- _PAGE TEXT_:
In order to solve for these new waves of threats, you need the following:

This evidences the need to solve for some key challenges: 

  • Image Provenance - Software install to commit (image provenance) understand entire software process flow that was involved in producing the deployed artifact.
  • Runtime Workload SCA - an understanding of the software that went into the image including 3rd party dependencies, licensing, and packages and metadata of what is deployed and running.
  • Software Supply Chain Posture - Your supply chain may be secure now but how secure was it during the time of the image build. Potential vulnerabilities may have been introduced due to software supply chain vulnerabilities.
  • Continuous Compliance and Hardening - In order to prevent malicious commits from entering the pipeline and addressing software supply chain vulnerabilities in Code repositories, CI pipelines and Registries, it is important to continuously measure and harden your software supply chain.

 

Example

Detection: First we see a reverse shell via eBPF Detection. We see with deep attribution context that the reverse shell came from execution of ngserver.sh.

This was spawned from a container instance deployed. We can see the container image - this can tell us about what was checked code wise and also if we caught any vulnerabilities during the build phase.

 

Root Cause Analysis: Next in order to understand the origin of the root cause we go to the container image to see a full code commit to runtime provenance.

Here we can see that this image went through GitHub, Jenkins, Artifactory, and is now deployed in Kubernetes. We also see that each stage of the development process has a violation. We can work backwards to triage the root cause of the reverse shell detection by looking at the code commit. We see that one of the PRs has violations.

- _DATA EXTRACT_:
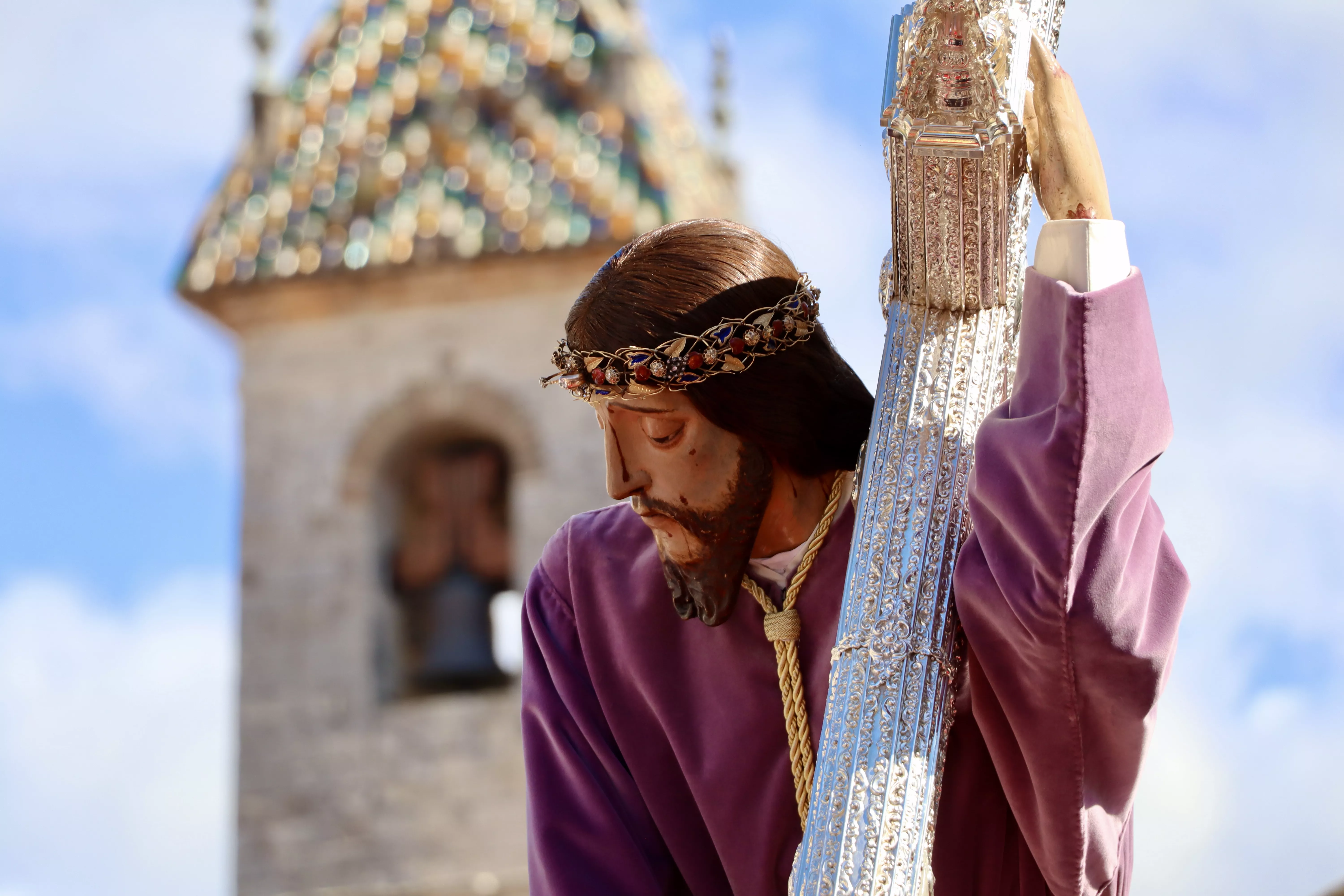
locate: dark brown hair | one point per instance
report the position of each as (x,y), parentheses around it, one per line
(804,406)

- _YOUR INSTRUCTIONS_: Name every key challenge that the text on software supply chain threats says must be solved.

- _WRITTEN RESPONSE_: Image Provenance, Runtime Workload SCA, Software Supply Chain Posture, and Continuous Compliance and Hardening.